(Work to do) Pick out every line below that contains the string "instance" and copy each of those lines. Case counts when matching.

** BEGIN Items **

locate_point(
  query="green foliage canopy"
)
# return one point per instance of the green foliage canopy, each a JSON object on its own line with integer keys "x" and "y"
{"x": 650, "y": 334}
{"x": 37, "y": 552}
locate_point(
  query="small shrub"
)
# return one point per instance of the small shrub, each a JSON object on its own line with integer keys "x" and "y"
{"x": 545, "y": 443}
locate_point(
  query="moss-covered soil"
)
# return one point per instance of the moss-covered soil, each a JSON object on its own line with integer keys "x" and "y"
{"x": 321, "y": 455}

** END Items **
** BEGIN Items **

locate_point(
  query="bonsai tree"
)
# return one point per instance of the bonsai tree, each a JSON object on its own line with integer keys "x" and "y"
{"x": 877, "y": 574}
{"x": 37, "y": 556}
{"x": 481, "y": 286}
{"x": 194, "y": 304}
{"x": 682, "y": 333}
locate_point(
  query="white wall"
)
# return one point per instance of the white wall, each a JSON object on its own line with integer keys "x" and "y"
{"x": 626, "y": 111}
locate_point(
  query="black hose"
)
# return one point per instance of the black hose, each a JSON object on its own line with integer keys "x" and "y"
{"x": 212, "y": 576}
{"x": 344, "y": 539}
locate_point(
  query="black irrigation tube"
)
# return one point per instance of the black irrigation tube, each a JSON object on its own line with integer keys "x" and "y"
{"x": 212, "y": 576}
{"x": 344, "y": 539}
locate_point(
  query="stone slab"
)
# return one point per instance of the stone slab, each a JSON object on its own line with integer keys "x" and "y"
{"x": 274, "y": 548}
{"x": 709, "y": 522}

** END Items **

(Solution to this exercise)
# return one point per instance of the green foliage canopy, each a JSON object on its own line with integer keys "x" and "y"
# return one point per instance of the small shrub, each a JSON object on its own line with integer keys "x" and "y"
# return one point per instance of the moss-covered soil, each a JSON object on its own line with integer keys "x" and "y"
# return one point per instance of the bonsai tree, each a JSON object on its own line with integer keys "x" and "y"
# return one point per instance of the white wall, each a JSON object on its own line with integer keys "x" and "y"
# return one point per instance of the black hose, each a JSON object on its own line with integer keys "x" and "y"
# return one point per instance of the black irrigation tube, each a JSON object on its own line with integer keys "x" and "y"
# return one point per instance of the stone slab, each a JSON object on its own line with integer keys "x" and "y"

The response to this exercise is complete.